▶ Uit te voeren taken:
1. Welke auteurs staan tussen de haakjes direct na de woorden "nasleep zou hebben" in de tekst over 'verengeld'? Noem ze allemaal.
2. Ga verder met de tekst over 'verengeld' en 'verstrengeld', aansluitend op de laatste zin.

▶ Aangeleverde tekst:
::::::::

Verengeld en verstrengeld
Toen Prof. Van Haeringen in 1949 in dit tijdschrift over participia praeverbalia schreef, zal hij wel niet vermoed hebben, dat dit modem-taalkundige probleem (getogaad, gebeft, gejast etc), zich verengend in ‘verengeld’ nog zo'n lange historische nasleep zou hebben. (Van Lessen: Nw. Tg. 1950, 291; Michels: Nw. Tg. 1951, 335; Minderaa: Nw. Tg. 1952, 44; C.B.v.H.: Nw. Tg. 1962, 96; Mars: Nw. Tg. 1962, 138). Prof. J.C. Brandt Corstius raakte dit onderwerp aan, hoewel niet rechtstreeks, in letterkundig verband. (Nw. Tg. 1951, 245).
Een kleine aanvulling op een en ander volgt hier.

::::::::

Datasetrijen over waar objecten voorkomen
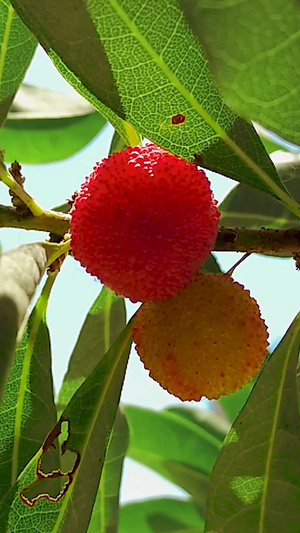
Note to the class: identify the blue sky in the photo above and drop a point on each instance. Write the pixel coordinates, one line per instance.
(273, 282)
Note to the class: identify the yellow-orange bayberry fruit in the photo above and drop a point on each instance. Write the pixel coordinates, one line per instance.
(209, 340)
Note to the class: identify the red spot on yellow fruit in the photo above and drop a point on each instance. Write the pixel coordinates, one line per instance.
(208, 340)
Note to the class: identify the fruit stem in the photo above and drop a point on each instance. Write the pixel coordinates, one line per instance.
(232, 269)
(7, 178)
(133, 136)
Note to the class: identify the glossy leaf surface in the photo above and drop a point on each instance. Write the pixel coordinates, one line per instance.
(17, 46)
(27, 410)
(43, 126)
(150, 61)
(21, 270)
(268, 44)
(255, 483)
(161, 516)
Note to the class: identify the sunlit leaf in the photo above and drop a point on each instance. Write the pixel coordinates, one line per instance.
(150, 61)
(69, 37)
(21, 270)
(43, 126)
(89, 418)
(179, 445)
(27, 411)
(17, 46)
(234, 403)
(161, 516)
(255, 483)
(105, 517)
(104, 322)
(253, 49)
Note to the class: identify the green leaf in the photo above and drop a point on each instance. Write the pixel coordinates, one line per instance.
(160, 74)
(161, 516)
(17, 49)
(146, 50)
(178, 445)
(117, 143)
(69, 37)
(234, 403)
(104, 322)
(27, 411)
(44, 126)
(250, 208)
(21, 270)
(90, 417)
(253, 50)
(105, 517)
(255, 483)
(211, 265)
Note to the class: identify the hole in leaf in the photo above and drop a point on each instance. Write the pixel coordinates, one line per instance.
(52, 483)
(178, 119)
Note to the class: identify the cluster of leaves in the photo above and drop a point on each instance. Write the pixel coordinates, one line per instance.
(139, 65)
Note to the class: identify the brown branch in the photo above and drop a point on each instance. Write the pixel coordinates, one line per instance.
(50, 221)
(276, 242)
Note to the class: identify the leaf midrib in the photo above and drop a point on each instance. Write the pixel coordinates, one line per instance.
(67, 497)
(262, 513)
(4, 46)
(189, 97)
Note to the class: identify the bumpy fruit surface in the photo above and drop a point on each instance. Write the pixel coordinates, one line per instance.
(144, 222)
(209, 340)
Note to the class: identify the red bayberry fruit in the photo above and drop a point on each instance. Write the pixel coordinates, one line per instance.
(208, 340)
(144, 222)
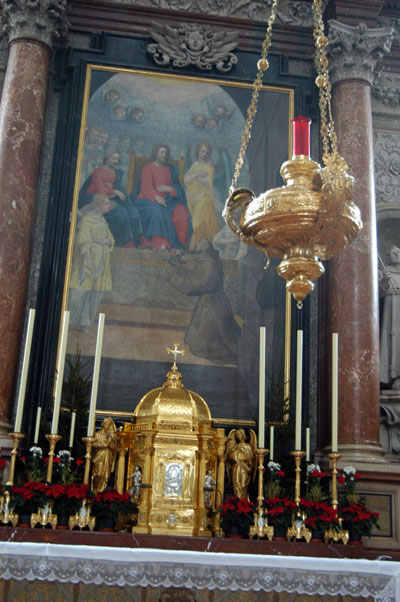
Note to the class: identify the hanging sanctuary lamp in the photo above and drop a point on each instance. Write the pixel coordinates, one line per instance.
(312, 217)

::::::::

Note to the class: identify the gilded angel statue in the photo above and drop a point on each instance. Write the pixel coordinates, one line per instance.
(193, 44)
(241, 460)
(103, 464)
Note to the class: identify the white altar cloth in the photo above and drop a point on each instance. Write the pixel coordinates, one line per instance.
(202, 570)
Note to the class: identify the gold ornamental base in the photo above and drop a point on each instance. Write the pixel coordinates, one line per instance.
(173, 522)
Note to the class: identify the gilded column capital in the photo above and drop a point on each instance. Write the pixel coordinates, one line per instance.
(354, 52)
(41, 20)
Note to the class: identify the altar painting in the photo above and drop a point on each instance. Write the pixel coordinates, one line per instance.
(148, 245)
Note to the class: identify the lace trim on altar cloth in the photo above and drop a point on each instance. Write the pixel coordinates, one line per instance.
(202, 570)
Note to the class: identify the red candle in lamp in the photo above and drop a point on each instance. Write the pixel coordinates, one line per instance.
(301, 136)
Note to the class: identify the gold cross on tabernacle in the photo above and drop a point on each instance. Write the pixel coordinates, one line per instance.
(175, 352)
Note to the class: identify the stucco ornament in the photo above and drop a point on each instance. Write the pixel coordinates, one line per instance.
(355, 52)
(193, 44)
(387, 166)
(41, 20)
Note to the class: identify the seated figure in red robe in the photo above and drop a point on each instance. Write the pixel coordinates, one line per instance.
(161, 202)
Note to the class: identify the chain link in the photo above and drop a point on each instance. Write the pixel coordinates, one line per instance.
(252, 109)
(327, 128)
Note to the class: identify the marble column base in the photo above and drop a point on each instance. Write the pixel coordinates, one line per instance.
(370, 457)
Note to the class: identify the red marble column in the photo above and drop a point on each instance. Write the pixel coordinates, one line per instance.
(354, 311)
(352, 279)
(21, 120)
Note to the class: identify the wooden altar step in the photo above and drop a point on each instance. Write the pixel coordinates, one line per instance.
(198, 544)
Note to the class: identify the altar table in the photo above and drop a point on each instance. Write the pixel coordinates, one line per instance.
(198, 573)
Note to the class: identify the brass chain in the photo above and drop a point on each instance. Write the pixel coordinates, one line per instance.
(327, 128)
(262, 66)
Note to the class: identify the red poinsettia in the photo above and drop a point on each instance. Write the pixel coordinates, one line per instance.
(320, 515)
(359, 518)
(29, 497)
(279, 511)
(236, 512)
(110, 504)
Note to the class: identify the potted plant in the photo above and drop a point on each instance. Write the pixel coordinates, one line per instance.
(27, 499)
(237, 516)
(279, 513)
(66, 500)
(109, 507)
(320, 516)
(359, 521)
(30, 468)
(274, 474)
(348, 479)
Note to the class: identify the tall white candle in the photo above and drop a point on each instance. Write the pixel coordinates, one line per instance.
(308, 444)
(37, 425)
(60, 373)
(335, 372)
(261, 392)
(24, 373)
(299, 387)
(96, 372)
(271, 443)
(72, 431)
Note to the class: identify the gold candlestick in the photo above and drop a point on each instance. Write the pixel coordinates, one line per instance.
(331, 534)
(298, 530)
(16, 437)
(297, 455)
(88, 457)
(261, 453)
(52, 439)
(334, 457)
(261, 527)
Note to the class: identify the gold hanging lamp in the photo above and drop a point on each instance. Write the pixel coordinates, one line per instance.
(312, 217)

::::::::

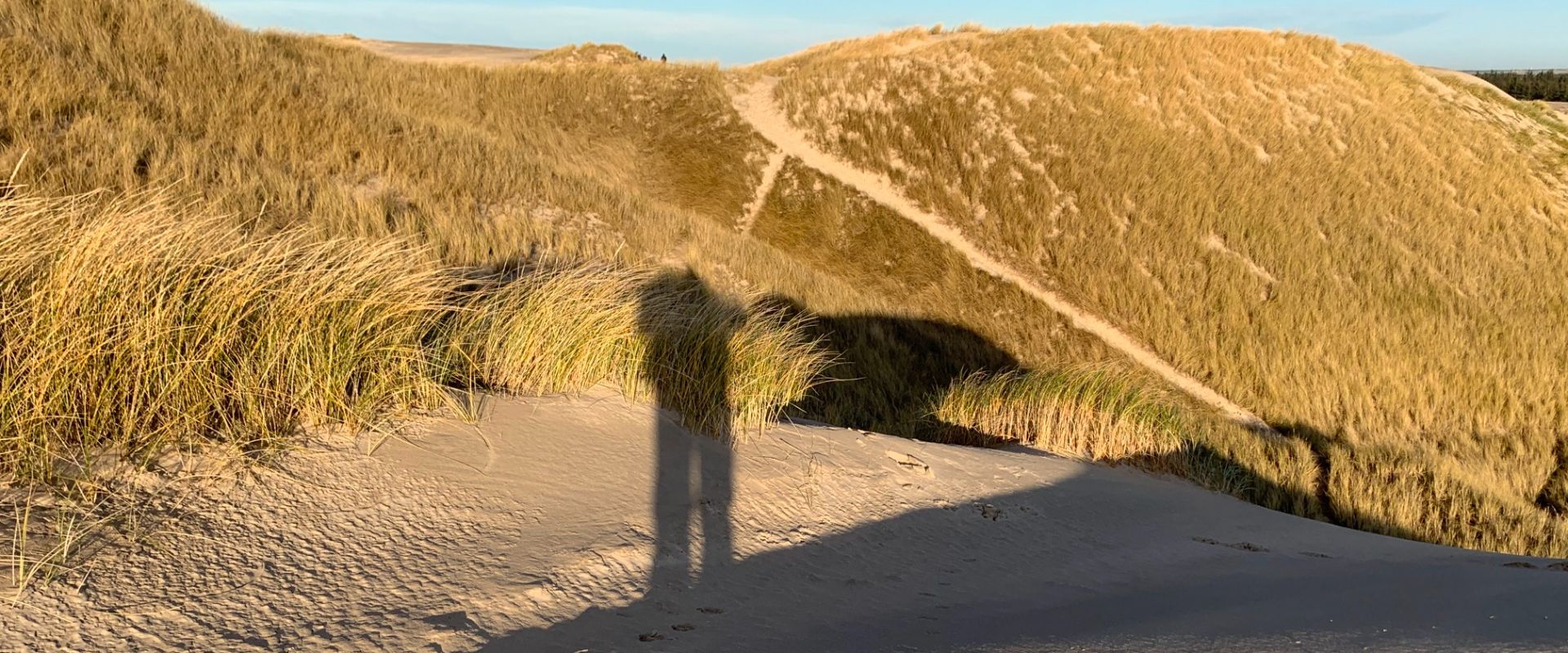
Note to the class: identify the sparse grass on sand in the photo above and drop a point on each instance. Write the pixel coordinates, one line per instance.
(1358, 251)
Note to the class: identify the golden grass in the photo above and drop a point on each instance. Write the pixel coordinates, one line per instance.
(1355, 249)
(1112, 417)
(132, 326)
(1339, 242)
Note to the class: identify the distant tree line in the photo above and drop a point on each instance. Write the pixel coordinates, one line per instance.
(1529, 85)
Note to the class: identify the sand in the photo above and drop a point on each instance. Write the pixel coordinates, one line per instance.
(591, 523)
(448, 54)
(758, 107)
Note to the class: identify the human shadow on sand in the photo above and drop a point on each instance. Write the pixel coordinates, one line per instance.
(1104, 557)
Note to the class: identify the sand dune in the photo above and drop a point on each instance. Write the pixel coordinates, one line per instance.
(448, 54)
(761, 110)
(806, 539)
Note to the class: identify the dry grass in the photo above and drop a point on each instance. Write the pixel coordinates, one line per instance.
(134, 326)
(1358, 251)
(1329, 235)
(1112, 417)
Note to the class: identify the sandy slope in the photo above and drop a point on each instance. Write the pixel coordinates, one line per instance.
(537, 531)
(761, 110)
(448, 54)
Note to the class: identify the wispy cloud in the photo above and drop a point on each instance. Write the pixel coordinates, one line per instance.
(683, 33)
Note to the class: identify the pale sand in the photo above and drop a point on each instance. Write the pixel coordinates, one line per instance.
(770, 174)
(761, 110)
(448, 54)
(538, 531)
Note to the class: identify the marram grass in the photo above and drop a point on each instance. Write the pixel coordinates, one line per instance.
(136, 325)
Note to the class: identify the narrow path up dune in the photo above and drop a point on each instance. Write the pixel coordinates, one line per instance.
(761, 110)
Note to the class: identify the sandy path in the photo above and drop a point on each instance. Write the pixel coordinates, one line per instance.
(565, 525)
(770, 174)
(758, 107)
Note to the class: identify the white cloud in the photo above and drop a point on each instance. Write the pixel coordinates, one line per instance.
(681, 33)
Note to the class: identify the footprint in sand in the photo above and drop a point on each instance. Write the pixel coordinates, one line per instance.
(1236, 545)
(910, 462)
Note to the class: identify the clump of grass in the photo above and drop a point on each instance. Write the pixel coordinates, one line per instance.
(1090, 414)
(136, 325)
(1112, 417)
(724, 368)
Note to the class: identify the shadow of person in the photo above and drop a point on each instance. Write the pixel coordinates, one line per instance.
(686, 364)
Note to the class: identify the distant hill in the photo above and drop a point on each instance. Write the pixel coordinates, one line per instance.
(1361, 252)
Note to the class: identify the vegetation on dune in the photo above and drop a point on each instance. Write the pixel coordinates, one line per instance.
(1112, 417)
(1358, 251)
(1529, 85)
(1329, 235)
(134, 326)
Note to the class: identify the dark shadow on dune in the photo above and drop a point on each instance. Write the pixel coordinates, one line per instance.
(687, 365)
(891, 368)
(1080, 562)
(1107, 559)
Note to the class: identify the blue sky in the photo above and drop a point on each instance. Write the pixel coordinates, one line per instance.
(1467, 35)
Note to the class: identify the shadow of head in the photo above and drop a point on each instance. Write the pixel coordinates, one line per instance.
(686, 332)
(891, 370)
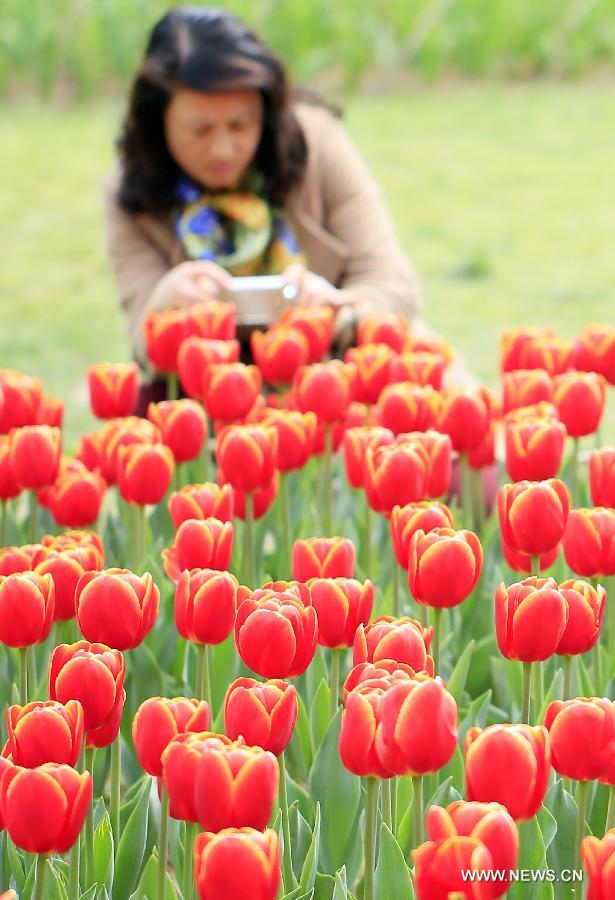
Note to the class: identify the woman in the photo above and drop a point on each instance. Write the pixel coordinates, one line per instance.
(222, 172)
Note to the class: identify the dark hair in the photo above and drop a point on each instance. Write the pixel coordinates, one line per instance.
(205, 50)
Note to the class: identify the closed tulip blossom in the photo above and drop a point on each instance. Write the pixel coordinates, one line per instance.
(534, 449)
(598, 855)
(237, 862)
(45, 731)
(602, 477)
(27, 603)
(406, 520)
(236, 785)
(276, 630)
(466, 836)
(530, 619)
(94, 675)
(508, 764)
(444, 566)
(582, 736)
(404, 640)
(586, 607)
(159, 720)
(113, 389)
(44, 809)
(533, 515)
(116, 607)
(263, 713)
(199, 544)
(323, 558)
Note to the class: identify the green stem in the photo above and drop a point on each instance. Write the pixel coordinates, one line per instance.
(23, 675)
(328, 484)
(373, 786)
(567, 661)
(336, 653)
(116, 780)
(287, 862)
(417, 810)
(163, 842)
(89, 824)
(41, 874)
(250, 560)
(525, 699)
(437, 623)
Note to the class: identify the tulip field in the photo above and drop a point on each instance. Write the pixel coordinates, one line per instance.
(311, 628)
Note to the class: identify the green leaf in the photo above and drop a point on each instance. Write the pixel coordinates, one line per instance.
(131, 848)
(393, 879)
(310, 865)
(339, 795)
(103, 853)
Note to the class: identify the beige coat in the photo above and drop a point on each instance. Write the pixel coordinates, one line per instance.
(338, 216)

::::::::

▶ Antwoorden:
1. Van Lessen, Michels, Minderaa, C.B.v.H. en Mars.

2.
1. P. Minderaa spreekt (Nw. Tg. 1952, 45) over het rijmpaar verengeld - verstrengeld dat hij had aangetroffen bij S.v.d. Waal en dat van rond 1780 moet zijn. Het zou dan ouder zijn als ditzelfde rijmpaar bij Bellamy, dat Mej. Van Lessen een nieuwe vondst achtte.
Toch is er nog een ouder voorbeeld. Want H.K. Poot, van wie ik al een voorbeeld meedeelde op blz. 138 van Nw. Tg. 1962, verbond de rijmende woorden al in 1731, vijftig jaar vóór S.v.d. Waal. Het is te vinden in zijn derde bundel op blz. 27, in de laatste strofe van de ‘Verjaergroet aan mijn Beminde Neeltje 'T Hart op den XXIV, der Hooimaent MDCCXXXI’:
Och! waren we al aenëengestrengelt.
Gehuwden, daer Godt lust toe heeft,
Zyn als veredelt en verengelt,
Terwijl men lieft, zoo lang men leeft.
Die dagh, die langgewenschte morgen,
Verloss' my ras van minnezorgen.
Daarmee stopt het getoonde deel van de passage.